* [TASK REQUIREMENTS] Take the line that contains "Target: overcast sky" and all lines after it, up to and including the last line of the data, and write them out exactly; nothing else belongs in the answer.
★ ★ ★ ★
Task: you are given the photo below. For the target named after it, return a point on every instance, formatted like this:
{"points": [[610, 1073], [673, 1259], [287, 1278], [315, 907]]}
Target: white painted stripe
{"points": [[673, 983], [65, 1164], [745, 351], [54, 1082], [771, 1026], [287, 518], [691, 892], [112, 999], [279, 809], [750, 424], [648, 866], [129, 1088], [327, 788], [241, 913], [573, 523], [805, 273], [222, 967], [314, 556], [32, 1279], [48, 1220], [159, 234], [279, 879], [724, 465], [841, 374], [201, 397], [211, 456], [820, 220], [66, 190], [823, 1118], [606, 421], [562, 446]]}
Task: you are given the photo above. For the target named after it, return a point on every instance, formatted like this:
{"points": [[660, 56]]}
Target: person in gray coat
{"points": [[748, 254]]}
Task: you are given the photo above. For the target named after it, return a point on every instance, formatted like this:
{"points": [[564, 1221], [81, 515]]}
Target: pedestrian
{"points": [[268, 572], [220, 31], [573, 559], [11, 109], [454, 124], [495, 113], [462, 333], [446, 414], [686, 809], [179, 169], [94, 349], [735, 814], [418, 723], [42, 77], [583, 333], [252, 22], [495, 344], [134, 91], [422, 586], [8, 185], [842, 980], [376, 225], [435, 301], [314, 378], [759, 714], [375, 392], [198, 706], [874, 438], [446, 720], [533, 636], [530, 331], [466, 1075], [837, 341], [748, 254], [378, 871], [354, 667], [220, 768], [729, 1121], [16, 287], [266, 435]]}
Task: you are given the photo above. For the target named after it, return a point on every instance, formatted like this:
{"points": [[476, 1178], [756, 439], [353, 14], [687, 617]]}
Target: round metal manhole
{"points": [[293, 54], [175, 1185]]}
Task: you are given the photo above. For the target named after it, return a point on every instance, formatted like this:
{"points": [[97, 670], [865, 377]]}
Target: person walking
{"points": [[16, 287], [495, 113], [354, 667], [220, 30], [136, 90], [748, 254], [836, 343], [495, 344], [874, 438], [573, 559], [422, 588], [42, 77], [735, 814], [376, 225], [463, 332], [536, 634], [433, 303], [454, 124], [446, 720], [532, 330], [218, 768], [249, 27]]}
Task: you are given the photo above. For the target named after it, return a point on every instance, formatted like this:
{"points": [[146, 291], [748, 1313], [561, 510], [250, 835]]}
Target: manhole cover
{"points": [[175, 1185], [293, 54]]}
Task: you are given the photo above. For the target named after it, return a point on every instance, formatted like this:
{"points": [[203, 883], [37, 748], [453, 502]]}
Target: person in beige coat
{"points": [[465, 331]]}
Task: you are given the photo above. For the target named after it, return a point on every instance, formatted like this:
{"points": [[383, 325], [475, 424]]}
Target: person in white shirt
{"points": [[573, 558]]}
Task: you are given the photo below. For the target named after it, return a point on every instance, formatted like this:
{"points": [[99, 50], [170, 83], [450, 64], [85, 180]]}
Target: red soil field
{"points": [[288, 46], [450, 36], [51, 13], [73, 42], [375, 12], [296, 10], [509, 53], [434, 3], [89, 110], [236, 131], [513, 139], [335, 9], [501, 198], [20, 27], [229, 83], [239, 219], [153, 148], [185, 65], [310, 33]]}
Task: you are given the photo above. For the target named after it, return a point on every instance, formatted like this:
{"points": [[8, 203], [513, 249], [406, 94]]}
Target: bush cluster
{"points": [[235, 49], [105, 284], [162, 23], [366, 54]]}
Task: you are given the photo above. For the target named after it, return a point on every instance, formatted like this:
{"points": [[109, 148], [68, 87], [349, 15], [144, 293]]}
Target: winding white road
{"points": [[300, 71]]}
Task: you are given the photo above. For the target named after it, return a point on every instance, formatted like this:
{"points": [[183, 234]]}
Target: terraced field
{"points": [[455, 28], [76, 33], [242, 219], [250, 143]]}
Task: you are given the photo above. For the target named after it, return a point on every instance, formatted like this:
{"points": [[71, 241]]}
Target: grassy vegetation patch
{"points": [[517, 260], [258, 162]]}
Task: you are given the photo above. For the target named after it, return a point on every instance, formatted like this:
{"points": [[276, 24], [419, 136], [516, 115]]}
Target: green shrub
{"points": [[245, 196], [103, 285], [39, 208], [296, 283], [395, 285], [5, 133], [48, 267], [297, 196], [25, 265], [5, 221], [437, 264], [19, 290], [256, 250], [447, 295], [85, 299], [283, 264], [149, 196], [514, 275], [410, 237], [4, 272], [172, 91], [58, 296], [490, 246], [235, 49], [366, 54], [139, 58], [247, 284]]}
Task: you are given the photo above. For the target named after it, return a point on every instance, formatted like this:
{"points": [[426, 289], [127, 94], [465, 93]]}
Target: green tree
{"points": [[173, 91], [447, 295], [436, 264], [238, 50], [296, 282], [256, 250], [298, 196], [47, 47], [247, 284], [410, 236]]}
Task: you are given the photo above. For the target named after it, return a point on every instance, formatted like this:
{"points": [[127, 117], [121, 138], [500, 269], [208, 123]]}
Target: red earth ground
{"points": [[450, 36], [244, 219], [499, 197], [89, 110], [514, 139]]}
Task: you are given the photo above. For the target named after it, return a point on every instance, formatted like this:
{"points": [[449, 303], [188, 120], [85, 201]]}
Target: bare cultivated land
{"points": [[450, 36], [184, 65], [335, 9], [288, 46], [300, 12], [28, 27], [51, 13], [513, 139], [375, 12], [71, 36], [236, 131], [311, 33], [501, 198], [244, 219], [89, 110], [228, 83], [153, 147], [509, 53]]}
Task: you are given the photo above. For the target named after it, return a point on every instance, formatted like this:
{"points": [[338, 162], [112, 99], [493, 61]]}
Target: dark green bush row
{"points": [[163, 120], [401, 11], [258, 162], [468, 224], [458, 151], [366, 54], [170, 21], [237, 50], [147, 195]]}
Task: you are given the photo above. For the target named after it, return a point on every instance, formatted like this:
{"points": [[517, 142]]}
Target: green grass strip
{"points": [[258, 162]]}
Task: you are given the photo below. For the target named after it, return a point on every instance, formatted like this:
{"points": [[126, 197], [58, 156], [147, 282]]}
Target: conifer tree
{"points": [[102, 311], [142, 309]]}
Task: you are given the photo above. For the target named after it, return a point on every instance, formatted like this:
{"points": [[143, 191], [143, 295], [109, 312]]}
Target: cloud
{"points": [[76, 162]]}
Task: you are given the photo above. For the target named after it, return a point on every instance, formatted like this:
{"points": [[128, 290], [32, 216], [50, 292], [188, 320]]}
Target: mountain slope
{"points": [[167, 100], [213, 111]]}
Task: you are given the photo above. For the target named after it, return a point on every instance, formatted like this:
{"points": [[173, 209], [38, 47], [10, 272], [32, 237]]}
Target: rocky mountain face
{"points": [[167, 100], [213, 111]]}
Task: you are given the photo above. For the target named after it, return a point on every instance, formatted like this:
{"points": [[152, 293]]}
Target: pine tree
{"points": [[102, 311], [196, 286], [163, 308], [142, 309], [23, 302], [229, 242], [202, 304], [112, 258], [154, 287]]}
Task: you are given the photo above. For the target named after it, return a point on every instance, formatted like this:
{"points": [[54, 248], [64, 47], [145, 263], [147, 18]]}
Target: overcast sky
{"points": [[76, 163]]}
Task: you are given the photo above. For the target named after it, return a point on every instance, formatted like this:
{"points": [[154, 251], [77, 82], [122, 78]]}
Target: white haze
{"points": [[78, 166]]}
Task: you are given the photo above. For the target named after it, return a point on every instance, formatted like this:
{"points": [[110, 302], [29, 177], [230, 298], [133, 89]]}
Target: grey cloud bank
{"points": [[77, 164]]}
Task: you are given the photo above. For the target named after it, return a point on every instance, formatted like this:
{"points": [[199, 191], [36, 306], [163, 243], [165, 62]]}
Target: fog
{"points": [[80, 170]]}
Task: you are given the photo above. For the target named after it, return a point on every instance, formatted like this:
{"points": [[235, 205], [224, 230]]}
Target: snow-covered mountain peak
★ ★ ★ ★
* [EXPECTED ANSWER]
Target: overcast sky
{"points": [[76, 163]]}
Task: you are given the photo above. For the target named after it, return a point on every instance, formatted like this:
{"points": [[154, 251], [77, 82], [122, 78]]}
Target: white haze
{"points": [[78, 166]]}
Task: you are given the photo above. For the target named after it, return a point on every instance, formatted like this:
{"points": [[110, 302], [29, 177], [230, 298], [133, 89]]}
Target: grey cloud bank
{"points": [[77, 164]]}
Task: you are given the photo above. For the target named after it, return a point on every instance, formatted like this:
{"points": [[199, 191], [36, 306], [163, 243], [165, 62]]}
Target: fog
{"points": [[80, 170]]}
Task: you are given the photo above. For the target named after it, return a point on every instance, formatted like this:
{"points": [[235, 205], [224, 230]]}
Target: snow-covered mountain peak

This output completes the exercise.